An Inspector Calls goes beyond crime drama to offer a 90-minute indictment of moneyed (im)morality and social (lack of) responsibility.

Stop me if you’ve heard this one before: “An unfaithful rich man walks into a bar and picks up a lonely, desperate girl.” Oh. You have? What about: “An infantile, rich woman feels flustered by pretty shop staff”? Or: “A pompous rich man makes a move on one of his ‘troublesome’ female workers”? Surely not: “An egotistical rich woman has an opportunity to give charity to someone desperately in need”? Last one. It’s a peach. “A young rogue of a rich man gets a poor woman pregnant”?

Okay, so for anyone raised in a world in which the social stratifications of Downton Abbey can nestle in our collective cultural nexus next to 37 seasons of Technicolor CSI crime-porn, the punch lines to all of these class tales invariably culminates in the lifeless body of an “Eva”, a “Daisy”, an “Alice”, or a “Sarah”.

In the recent BBC adaptation of English dramatist J.B. Priestley’s An Inspector Calls (2015), almost everyone but the butler “did it”, as all of these scenarios are woven into one audaciously compounded 90-minute dirge about moneyed morality and social responsibility.

Written at the end of World War II, An Inspector Calls is a pre-World War I drawing room drama in which an Inspector Goole (as in ‘Ghoul’; not Batman’s nemesis, Ra’s al Ghul) arrives at the home of the Birlings, a well-to-do self-made Northern English family. The Birlings are celebrating an engagement/strategical alignment of factory-owning families. But with Goole’s (David Thewlis) appearance, a systematic disassembly of their corrupted capitalist belief system whirls into place. The Inspector sequentially elicits confessions from each family member regarding their own personal contribution to the downward spiral and eventual suicide of a young woman, who had been found dead earlier that night.

Goole does not just raise a moral mirror to the Birling household. Rather, in taking on the full weight of the forcibly silenced underclasses, he toys with them, adopting a rise and fall pattern to his investigation with his smugly self-satisfied, captive audience (which could also include the viewer). Goole consistently allows the Birlings to assume that they have some measure of control of the situation before whipping the carpet from under them and then striking their panicked and shocked faces, ethical glass in hand, splintering it into a cascade of tiny refracted fragments designed to get under their skin or, even better, into their (and our) brains. As the Inspector reminds the emotionally battered Birlings: “You each helped to kill her. Remember that. Never forget.”
:::
SHORT PROBLEM 1
Please count the lines in the listing below that contain the string "floor", and give only that number.
SHORT PROBLEM 2
Pick up the review of An Inspector Calls above right after its final sentence and continue writing it.

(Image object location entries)
:::
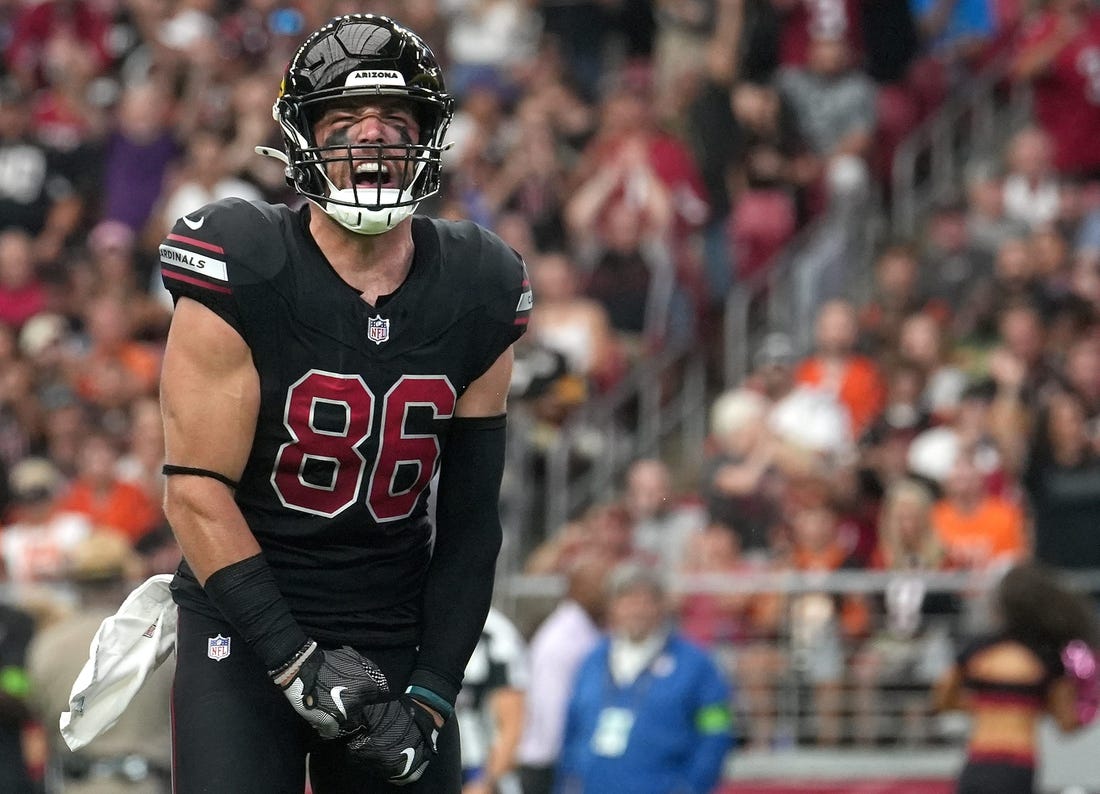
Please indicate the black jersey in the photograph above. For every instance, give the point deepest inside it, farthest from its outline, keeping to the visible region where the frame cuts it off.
(355, 399)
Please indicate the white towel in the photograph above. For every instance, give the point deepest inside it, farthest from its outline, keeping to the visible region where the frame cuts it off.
(128, 647)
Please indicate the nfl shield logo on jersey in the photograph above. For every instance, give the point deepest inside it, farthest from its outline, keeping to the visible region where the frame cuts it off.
(377, 329)
(218, 648)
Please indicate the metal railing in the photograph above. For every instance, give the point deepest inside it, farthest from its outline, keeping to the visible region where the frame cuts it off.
(974, 123)
(828, 258)
(876, 706)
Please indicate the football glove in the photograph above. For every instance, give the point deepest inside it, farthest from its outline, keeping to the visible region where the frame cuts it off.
(397, 741)
(328, 688)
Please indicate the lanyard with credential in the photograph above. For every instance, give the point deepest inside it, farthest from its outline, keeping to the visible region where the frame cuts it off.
(615, 721)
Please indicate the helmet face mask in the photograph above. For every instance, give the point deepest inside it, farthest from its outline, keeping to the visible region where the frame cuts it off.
(354, 61)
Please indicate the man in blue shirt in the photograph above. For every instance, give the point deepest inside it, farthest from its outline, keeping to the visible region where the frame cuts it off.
(650, 710)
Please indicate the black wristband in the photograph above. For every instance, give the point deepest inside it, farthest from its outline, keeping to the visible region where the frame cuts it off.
(249, 597)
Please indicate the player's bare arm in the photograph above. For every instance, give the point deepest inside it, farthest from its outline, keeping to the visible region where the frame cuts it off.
(487, 395)
(210, 397)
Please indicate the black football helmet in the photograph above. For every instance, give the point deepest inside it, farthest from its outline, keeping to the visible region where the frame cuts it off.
(360, 55)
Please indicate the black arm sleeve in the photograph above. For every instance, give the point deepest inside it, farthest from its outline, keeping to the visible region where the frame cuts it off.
(459, 588)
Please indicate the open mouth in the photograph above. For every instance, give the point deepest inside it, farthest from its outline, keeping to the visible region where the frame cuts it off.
(374, 175)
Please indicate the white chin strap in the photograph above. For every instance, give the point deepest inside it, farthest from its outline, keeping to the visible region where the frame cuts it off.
(351, 217)
(365, 221)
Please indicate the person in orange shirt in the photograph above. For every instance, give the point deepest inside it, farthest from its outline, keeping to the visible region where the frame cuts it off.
(837, 367)
(977, 529)
(98, 493)
(823, 625)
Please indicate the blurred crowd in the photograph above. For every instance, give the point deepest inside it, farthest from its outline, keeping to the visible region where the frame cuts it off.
(642, 155)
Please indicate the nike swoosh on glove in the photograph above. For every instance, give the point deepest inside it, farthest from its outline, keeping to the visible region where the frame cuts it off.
(397, 741)
(328, 688)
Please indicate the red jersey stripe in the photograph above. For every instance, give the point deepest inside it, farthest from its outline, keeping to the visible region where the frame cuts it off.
(197, 243)
(196, 282)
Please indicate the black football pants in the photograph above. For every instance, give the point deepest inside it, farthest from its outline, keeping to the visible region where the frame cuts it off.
(234, 732)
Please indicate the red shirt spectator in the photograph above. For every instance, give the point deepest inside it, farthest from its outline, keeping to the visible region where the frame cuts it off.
(1059, 52)
(22, 295)
(45, 21)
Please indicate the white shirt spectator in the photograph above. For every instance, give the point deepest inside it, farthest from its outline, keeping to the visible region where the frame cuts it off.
(557, 650)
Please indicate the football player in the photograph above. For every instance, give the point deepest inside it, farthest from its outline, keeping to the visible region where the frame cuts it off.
(323, 363)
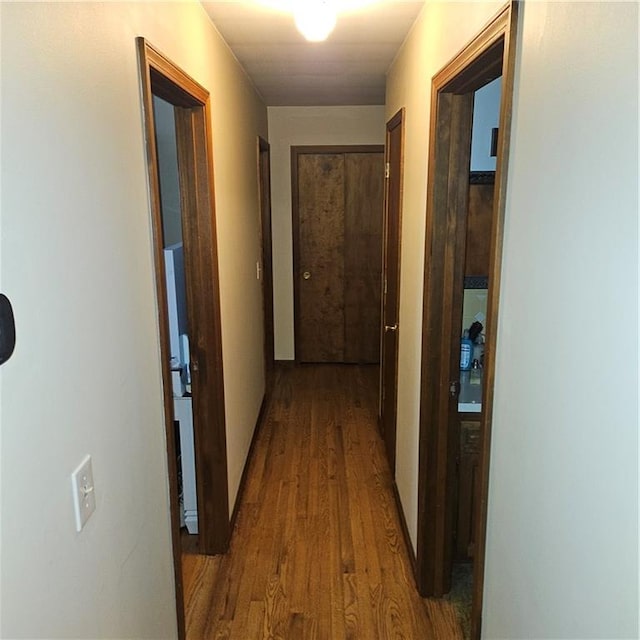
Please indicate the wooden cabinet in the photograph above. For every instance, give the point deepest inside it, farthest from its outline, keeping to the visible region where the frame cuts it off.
(337, 214)
(479, 229)
(468, 478)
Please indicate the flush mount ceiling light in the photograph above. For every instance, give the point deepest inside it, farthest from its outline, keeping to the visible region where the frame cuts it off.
(315, 19)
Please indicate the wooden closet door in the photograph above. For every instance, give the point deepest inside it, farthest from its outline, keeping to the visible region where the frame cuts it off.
(321, 265)
(338, 254)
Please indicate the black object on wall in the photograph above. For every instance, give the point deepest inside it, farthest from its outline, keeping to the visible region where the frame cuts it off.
(7, 329)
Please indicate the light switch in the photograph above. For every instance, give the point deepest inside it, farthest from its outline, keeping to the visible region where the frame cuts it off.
(84, 496)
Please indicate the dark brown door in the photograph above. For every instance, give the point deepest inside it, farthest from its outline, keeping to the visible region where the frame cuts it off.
(391, 288)
(264, 169)
(337, 203)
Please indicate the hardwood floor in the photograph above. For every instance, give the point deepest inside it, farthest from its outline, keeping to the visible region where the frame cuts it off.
(317, 552)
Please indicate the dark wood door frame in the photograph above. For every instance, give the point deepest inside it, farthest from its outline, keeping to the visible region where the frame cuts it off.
(160, 77)
(264, 176)
(295, 152)
(390, 328)
(489, 55)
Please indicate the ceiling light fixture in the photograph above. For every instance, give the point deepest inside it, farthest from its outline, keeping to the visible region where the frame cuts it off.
(315, 19)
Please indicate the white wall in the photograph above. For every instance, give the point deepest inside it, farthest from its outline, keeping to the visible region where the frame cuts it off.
(77, 263)
(296, 126)
(486, 113)
(562, 554)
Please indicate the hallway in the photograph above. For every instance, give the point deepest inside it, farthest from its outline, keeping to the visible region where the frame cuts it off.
(318, 550)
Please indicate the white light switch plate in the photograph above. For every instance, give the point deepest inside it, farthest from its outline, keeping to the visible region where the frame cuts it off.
(84, 496)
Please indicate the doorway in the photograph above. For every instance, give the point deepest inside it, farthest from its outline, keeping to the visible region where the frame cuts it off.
(490, 55)
(264, 179)
(337, 196)
(160, 78)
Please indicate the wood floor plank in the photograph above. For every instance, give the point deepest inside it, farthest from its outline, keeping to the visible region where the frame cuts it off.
(317, 552)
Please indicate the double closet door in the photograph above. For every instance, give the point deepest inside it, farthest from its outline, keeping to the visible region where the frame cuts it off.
(337, 213)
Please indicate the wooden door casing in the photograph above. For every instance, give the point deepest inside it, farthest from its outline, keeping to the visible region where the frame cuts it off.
(321, 243)
(490, 54)
(337, 215)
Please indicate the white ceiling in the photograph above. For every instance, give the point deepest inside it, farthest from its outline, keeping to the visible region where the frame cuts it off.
(347, 69)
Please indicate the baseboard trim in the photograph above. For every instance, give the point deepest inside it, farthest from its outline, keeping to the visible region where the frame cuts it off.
(405, 532)
(247, 462)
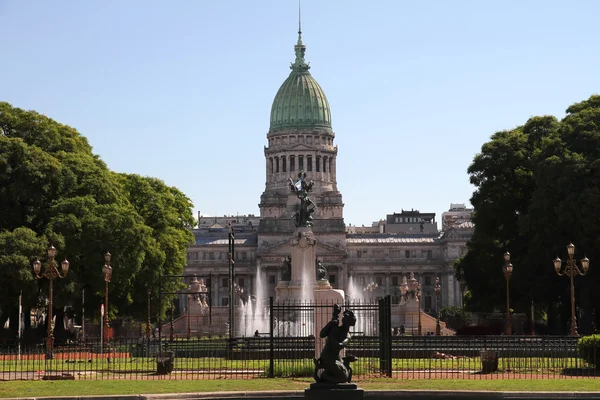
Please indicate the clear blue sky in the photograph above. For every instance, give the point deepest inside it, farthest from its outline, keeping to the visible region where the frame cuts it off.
(182, 90)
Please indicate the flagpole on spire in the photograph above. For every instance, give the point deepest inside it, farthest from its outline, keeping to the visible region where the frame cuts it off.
(299, 19)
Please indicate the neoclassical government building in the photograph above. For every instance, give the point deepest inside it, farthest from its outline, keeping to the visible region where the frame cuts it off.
(375, 258)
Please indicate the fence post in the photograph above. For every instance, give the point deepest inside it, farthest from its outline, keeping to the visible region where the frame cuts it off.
(271, 341)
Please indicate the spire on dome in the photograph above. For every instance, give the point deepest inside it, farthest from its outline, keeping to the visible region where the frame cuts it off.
(300, 65)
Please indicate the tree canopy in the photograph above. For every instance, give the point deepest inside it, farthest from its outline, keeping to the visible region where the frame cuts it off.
(54, 190)
(537, 187)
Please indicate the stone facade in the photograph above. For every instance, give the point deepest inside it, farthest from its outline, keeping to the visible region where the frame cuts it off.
(301, 138)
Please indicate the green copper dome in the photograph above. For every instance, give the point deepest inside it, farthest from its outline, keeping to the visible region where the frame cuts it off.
(300, 102)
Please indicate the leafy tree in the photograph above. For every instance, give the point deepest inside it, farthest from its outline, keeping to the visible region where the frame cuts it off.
(53, 189)
(536, 190)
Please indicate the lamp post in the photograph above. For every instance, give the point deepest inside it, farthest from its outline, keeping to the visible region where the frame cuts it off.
(172, 327)
(50, 273)
(507, 269)
(437, 289)
(570, 271)
(189, 317)
(107, 273)
(370, 287)
(418, 296)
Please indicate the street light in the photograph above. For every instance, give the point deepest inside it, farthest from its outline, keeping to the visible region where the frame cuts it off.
(370, 288)
(570, 271)
(50, 273)
(148, 328)
(437, 289)
(507, 269)
(418, 296)
(107, 273)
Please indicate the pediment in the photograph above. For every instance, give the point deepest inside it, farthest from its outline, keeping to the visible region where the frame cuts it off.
(283, 248)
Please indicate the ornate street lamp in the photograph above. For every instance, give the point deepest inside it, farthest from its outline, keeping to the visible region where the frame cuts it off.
(50, 272)
(148, 328)
(570, 271)
(418, 296)
(507, 269)
(172, 327)
(438, 290)
(370, 288)
(107, 273)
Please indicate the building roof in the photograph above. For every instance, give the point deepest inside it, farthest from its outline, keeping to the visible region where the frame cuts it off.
(390, 238)
(300, 101)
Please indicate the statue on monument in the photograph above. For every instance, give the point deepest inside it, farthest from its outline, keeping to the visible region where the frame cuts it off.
(303, 217)
(321, 271)
(330, 367)
(286, 269)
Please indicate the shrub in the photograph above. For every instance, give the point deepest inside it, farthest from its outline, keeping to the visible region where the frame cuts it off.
(588, 348)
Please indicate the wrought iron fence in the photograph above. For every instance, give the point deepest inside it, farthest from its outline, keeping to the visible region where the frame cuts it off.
(412, 357)
(287, 344)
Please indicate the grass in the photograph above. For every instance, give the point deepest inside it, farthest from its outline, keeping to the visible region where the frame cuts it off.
(78, 388)
(365, 365)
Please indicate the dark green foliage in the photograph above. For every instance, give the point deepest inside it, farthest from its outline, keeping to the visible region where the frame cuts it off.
(455, 317)
(54, 190)
(588, 348)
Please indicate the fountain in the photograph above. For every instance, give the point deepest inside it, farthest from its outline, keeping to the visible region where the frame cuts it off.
(304, 279)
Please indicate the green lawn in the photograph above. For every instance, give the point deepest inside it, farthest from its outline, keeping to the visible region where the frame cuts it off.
(364, 366)
(78, 388)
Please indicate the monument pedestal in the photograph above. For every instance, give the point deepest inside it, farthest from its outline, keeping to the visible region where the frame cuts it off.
(333, 391)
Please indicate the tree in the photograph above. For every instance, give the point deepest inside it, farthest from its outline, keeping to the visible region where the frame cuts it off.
(53, 189)
(536, 190)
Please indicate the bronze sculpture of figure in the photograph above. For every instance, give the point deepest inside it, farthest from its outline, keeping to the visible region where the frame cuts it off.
(330, 367)
(303, 217)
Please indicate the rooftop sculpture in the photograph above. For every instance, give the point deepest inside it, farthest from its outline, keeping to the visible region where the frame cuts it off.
(303, 217)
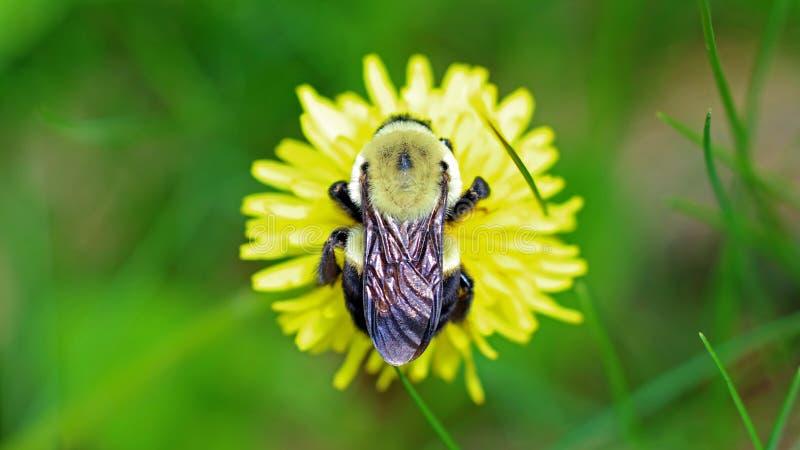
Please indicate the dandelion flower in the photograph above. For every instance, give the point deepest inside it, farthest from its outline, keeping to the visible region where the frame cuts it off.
(508, 244)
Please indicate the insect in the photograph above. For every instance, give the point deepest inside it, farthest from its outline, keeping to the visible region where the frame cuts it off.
(402, 276)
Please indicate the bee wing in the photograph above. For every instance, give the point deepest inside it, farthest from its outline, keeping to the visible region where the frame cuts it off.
(402, 280)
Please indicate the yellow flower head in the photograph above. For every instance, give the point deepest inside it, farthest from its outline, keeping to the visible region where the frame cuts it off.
(507, 244)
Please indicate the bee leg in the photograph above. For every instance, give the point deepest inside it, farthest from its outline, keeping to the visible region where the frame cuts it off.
(458, 288)
(450, 295)
(353, 296)
(341, 195)
(478, 191)
(328, 271)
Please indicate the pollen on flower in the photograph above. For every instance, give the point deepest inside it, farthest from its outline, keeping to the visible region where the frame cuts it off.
(510, 248)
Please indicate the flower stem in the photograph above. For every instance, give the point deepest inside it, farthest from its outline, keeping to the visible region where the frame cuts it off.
(737, 400)
(427, 413)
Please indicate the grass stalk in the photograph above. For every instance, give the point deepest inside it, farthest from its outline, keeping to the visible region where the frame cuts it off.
(748, 423)
(427, 413)
(613, 368)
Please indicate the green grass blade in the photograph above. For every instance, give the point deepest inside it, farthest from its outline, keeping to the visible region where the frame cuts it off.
(427, 413)
(751, 430)
(713, 176)
(738, 237)
(775, 21)
(780, 423)
(613, 367)
(673, 384)
(479, 109)
(779, 248)
(739, 132)
(720, 153)
(779, 189)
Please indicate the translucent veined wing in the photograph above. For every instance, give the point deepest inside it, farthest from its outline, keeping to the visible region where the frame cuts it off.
(402, 279)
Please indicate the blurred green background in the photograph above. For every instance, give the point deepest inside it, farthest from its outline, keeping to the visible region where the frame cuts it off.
(127, 129)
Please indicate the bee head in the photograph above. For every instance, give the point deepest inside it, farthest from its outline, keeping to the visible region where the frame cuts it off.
(405, 164)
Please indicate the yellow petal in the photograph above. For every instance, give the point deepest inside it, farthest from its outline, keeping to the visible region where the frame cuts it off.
(446, 360)
(340, 161)
(312, 331)
(287, 178)
(312, 300)
(543, 304)
(419, 78)
(283, 205)
(474, 387)
(374, 362)
(267, 250)
(315, 163)
(329, 120)
(481, 344)
(352, 362)
(355, 107)
(385, 378)
(514, 113)
(294, 273)
(419, 368)
(379, 85)
(573, 267)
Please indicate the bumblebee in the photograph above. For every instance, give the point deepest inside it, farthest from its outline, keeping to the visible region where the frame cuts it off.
(402, 276)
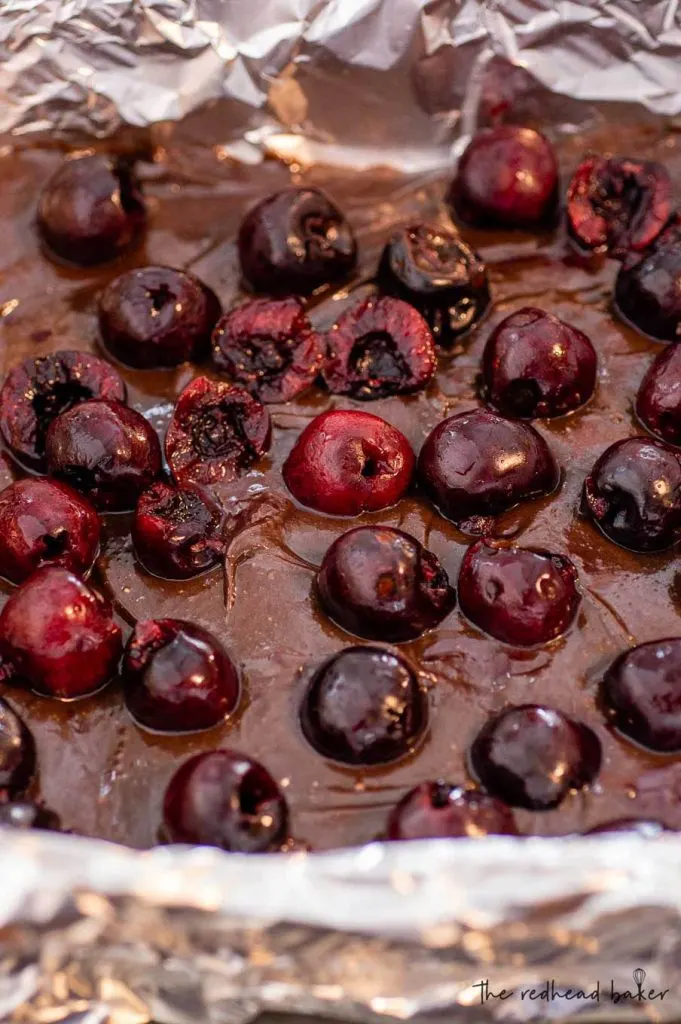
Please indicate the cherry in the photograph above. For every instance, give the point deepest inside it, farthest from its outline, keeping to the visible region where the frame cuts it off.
(642, 694)
(91, 209)
(38, 389)
(365, 707)
(477, 463)
(633, 494)
(439, 810)
(269, 348)
(58, 635)
(294, 242)
(224, 799)
(107, 451)
(378, 348)
(43, 522)
(530, 756)
(345, 463)
(381, 584)
(658, 399)
(216, 432)
(536, 365)
(177, 532)
(157, 316)
(177, 677)
(438, 273)
(506, 177)
(516, 595)
(619, 204)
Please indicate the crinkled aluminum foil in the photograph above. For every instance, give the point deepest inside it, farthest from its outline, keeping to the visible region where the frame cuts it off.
(95, 934)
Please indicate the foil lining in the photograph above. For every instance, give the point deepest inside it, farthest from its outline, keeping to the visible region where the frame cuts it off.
(95, 934)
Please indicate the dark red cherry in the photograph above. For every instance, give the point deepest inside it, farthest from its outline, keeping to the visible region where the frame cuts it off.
(217, 431)
(91, 209)
(642, 694)
(177, 531)
(633, 494)
(345, 463)
(225, 800)
(381, 584)
(535, 365)
(268, 347)
(533, 756)
(177, 677)
(438, 273)
(104, 450)
(294, 242)
(365, 707)
(507, 177)
(439, 810)
(478, 464)
(518, 596)
(38, 389)
(618, 205)
(43, 522)
(658, 399)
(378, 348)
(58, 636)
(647, 293)
(157, 316)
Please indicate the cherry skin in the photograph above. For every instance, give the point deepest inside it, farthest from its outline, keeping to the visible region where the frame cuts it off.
(381, 584)
(104, 450)
(633, 494)
(365, 707)
(439, 810)
(478, 464)
(225, 800)
(507, 177)
(177, 677)
(58, 636)
(530, 756)
(642, 694)
(516, 595)
(536, 365)
(43, 522)
(345, 463)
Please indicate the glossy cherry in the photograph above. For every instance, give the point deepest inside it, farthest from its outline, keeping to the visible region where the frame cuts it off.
(642, 694)
(268, 347)
(224, 799)
(104, 450)
(43, 522)
(294, 242)
(58, 636)
(633, 494)
(177, 531)
(535, 365)
(619, 204)
(364, 707)
(380, 347)
(507, 177)
(217, 431)
(157, 316)
(381, 584)
(531, 756)
(478, 464)
(177, 677)
(439, 810)
(518, 596)
(91, 210)
(39, 389)
(436, 271)
(345, 463)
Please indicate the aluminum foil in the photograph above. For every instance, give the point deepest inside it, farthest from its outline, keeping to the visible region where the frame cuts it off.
(499, 930)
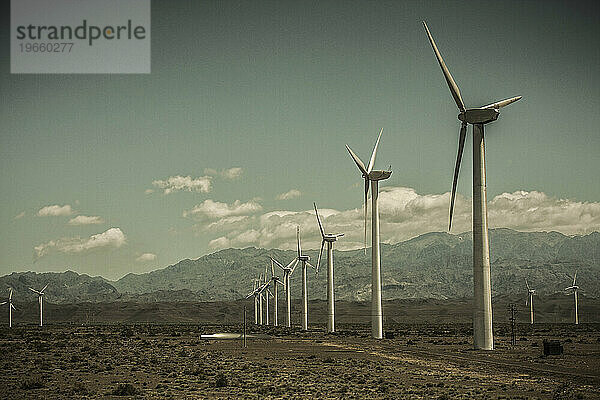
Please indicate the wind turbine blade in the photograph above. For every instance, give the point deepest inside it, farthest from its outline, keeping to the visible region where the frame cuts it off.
(357, 160)
(461, 146)
(277, 262)
(451, 84)
(374, 154)
(503, 103)
(319, 220)
(298, 239)
(366, 206)
(320, 255)
(289, 266)
(294, 267)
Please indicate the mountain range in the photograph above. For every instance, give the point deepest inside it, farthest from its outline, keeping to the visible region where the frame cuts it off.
(434, 265)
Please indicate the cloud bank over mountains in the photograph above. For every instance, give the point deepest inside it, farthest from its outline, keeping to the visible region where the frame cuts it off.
(112, 238)
(404, 214)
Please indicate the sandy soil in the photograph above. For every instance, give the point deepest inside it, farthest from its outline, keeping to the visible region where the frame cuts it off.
(173, 361)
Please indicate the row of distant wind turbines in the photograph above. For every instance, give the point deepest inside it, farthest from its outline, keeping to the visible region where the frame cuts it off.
(11, 306)
(482, 315)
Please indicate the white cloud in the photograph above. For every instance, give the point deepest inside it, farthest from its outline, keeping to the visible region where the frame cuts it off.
(55, 211)
(178, 183)
(85, 220)
(146, 257)
(211, 210)
(291, 194)
(227, 173)
(219, 243)
(404, 214)
(112, 238)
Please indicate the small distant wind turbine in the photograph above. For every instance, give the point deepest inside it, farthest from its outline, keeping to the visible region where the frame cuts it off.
(275, 281)
(40, 294)
(328, 238)
(305, 261)
(530, 294)
(10, 307)
(257, 293)
(483, 337)
(254, 293)
(372, 178)
(287, 271)
(575, 290)
(261, 298)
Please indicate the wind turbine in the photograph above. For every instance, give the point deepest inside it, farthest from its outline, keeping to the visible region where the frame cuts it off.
:::
EXERCISE RESULT 1
2

EXERCISE RESULT 2
David Thewlis’s Inspector offers probing proverbs, such as “It’s better to ask for the earth than to take it”, and “public men have responsibilities as well as privileges”, but it’s his demeanor that dominates the crumbling family dynamic, whether it’s in taking off his jacket and sitting down when asked to leave by a blustery Arthur Birling (Ken Stott), or maintaining a stony expression of indifference when recalcitrant characters proffer their all-too-late apologies.

Watching the Birlings reel and clamber over each other to shift the blame before the emotionally taciturn Inspector is one of the pleasures of the story, and in this adaptation, their bull run of moral scurrying is carried off particularly well. For example, when Goole tells the son, Eric Birling (Finn Cole), that he won’t show him (or the viewer) a photo of the deceased, asserting, “One line of inquiry at a time”, both Eric and the audience already know that his moment of reckoning will arrive once his holding pattern has been broken. The intensity of the delay, with Eric almost pulling his hair from his head and restlessly pacing about the room, is far from comfortable for the young Lothario, but highly engaging from a viewer’s perspective. Tick, tick, upper middle class boom.

When the children become fully cognizant of their part in the story (it’s noted by the Inspector that the younger generation are better at discovering and owning their own faults), all social graces are quickly dropped as they start to wildly berate their own willfully blinded parents. When Sheila Birling (Chloe Pirrie), turns on her controlling and sanctimonious mother, judging by her mother’s reaction she may as well have sucker-punched Mrs. Birling (Miranda Richardson) in the bread basket and run off with her no-doubt exorbitantly priced and dubiously acquired pearl necklace: “Oh don’t you realize how ridiculous you seem? Putting on airs. Both of you. Pretending that we’re above all this when we’re not, we’re really not. We’re up to our necks in it.”

Ken Stott’s Arthur Birling and Kyle Soller’s Gerald Croft (Sheila’s on-off-definitely off fiancée) are compelling as stock figures of “philanthropy at a price”; it works especially well when, in platonic appreciation of each other, they embrace their mutually brash machismo in the face of real humanitarian empathy. Yet, it is Miranda Richardson’s bullish Sybil Birling who reignites the narrative at the mid-point, when the procession of the guilty starts to become a formulaic domino display.

I celebrated aloud when Mrs. Birling’s revelation finally came to full fruition, and her expression changed markedly, from igorged on her own self-satisfaction, to a rapid dissolve into traumatized surprise and denial – rather like an emotional version of the liquefied Nazi from Raiders of the Lost Ark (1981). Enjoying moments like that, where the actors really get a grip on the pacing and delivery of the scenes, elevates this drama beyond your average stale adaptation.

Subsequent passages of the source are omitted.